**Challenge**: Give the lines from the start of the items up to and including the line with "[1203,179,1238,258]" as a JSON list of strings, one string per line, leaving out blank lines.

**Dataset content**:
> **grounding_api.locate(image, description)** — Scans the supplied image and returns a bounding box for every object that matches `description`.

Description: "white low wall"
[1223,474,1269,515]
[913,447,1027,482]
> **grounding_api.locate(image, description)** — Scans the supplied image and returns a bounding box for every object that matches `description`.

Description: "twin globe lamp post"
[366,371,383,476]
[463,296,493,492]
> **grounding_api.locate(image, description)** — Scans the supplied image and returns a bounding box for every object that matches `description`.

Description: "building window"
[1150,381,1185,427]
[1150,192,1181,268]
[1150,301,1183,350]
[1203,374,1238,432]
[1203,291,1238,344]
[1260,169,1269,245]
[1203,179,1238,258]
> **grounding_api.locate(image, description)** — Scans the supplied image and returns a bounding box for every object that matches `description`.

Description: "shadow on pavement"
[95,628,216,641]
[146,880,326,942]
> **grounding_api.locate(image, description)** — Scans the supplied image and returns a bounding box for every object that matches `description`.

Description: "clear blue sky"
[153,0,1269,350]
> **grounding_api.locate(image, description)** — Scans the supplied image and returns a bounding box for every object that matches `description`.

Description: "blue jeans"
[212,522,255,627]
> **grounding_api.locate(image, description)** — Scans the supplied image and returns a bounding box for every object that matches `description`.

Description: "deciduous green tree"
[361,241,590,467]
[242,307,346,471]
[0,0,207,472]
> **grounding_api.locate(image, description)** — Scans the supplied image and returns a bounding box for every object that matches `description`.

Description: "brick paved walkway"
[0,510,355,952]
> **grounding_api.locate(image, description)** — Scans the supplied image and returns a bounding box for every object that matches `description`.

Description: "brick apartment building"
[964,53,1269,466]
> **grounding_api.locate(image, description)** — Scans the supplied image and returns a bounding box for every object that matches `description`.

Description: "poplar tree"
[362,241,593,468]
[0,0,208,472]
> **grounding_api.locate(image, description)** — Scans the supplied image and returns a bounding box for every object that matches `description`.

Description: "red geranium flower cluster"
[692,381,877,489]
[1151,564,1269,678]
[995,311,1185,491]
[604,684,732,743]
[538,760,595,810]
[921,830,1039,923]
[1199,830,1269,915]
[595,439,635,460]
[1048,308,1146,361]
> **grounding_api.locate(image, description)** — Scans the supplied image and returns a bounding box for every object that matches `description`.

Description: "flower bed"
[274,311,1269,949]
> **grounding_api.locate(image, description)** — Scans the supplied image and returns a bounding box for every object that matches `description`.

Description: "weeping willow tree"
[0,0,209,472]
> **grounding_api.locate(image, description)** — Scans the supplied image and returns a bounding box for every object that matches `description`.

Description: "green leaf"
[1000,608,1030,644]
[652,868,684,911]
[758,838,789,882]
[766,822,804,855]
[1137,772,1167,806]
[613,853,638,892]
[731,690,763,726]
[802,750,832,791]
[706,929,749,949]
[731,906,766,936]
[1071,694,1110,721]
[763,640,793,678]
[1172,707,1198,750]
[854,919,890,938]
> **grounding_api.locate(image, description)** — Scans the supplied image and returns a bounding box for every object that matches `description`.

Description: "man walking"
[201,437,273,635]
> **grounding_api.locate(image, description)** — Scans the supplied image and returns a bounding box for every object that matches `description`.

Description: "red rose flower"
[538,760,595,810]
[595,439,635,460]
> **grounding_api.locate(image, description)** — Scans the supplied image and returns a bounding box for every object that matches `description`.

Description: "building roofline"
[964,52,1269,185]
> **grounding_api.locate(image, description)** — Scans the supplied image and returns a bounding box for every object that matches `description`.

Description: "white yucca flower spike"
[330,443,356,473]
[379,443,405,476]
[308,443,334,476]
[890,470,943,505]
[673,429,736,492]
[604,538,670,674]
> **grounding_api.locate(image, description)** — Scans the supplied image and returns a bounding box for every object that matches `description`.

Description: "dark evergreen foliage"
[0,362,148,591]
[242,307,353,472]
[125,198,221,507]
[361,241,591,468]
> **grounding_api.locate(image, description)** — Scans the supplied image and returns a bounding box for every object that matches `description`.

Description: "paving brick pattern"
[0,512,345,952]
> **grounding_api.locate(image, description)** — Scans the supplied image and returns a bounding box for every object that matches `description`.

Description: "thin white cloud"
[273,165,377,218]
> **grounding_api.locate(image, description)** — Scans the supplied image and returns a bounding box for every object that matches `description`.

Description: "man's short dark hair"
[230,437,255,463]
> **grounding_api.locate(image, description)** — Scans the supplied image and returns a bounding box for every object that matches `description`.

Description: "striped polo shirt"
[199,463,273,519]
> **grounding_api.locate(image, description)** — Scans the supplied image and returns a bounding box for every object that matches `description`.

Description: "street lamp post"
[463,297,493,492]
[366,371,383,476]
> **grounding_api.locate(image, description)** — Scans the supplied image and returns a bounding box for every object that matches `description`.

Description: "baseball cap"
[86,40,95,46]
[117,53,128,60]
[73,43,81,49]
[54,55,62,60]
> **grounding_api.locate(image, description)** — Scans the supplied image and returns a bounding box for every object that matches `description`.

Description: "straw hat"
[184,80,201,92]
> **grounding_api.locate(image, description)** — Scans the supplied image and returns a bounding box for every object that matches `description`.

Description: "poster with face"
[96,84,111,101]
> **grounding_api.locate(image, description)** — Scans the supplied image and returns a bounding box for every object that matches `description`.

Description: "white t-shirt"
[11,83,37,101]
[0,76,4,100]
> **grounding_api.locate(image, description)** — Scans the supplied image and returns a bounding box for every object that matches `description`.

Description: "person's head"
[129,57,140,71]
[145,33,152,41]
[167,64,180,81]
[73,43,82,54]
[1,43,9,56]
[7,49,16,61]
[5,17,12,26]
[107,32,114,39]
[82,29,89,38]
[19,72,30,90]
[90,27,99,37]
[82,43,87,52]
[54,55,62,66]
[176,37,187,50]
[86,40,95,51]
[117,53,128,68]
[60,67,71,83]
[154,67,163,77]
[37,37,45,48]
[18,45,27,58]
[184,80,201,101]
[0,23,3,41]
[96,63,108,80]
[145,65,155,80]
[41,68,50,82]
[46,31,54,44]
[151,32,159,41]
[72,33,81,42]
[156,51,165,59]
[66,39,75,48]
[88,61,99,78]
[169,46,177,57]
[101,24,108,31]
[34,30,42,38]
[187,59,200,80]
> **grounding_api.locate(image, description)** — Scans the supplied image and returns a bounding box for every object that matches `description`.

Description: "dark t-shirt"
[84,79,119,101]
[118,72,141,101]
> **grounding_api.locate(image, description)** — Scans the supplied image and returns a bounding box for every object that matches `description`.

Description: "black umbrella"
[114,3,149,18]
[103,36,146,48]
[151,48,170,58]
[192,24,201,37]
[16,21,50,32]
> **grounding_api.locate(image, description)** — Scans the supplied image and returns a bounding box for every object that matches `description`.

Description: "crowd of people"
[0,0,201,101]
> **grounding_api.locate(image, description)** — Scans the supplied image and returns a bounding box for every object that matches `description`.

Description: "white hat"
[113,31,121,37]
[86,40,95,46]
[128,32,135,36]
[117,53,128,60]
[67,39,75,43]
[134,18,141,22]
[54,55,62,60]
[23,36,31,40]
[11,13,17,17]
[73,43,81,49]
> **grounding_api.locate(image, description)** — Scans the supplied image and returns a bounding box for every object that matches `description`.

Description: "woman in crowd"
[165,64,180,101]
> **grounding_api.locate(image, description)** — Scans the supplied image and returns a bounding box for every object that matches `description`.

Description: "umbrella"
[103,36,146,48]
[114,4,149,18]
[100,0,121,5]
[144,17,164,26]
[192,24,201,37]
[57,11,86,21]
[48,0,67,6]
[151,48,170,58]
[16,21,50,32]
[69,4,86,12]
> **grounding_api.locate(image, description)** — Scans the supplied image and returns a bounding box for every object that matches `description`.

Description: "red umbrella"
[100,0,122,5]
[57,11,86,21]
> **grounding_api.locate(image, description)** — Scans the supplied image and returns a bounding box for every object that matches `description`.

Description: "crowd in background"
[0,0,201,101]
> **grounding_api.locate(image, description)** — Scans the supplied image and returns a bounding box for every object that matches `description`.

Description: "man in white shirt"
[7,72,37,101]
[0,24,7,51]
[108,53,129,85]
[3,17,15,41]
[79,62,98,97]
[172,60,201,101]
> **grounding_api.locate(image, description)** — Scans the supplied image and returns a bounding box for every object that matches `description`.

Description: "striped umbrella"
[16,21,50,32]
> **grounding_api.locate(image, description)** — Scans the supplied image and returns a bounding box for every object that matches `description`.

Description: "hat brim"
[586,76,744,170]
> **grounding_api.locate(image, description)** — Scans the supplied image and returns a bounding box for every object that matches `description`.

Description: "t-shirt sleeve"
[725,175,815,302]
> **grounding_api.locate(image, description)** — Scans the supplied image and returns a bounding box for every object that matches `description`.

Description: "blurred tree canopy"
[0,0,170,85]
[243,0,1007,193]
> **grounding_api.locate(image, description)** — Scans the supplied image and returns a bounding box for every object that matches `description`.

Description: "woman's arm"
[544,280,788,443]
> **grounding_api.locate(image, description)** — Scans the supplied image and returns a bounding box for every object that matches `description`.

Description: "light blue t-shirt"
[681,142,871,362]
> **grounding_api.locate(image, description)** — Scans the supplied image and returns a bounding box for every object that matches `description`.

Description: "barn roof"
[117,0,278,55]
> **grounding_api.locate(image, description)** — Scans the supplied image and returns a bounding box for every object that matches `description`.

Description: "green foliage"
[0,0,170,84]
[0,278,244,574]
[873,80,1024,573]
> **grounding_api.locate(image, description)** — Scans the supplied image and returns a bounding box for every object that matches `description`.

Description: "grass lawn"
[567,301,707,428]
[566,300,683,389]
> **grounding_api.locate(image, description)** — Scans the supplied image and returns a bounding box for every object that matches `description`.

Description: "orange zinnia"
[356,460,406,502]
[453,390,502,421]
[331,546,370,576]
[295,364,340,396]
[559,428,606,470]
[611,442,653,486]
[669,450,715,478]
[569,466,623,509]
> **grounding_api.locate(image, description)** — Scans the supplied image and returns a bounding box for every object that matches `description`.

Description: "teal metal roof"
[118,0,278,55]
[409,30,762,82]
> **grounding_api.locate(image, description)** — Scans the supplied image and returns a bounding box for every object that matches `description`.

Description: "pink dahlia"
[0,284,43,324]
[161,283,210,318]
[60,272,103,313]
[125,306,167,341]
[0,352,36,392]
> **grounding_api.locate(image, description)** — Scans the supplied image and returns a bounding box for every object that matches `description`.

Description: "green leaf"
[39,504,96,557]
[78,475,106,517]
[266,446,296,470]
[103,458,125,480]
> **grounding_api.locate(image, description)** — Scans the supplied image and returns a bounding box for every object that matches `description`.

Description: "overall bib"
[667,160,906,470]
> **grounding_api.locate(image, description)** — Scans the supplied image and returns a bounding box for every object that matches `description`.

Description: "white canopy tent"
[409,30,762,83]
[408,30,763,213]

**Exercise response**:
[
  "> **grounding_api.locate(image, description)** — Scans the supplied image and returns a bounding box for every object that matches `description`.",
  "Description: \"white low wall\"",
  "[1223,474,1269,515]",
  "[913,447,1027,482]",
  "> **grounding_api.locate(image, description)** — Scans the supplied image and returns a bounding box for every object that matches `description`.",
  "Description: \"twin globe lamp post\"",
  "[366,371,383,476]",
  "[463,296,493,492]",
  "> **grounding_api.locate(image, description)** — Scans the supplied image and returns a bounding box for every object that matches `description`.",
  "Description: \"building window\"",
  "[1150,381,1185,427]",
  "[1150,192,1181,268]",
  "[1150,301,1183,350]",
  "[1203,374,1238,432]",
  "[1203,291,1238,344]",
  "[1260,169,1269,245]",
  "[1203,179,1238,258]"
]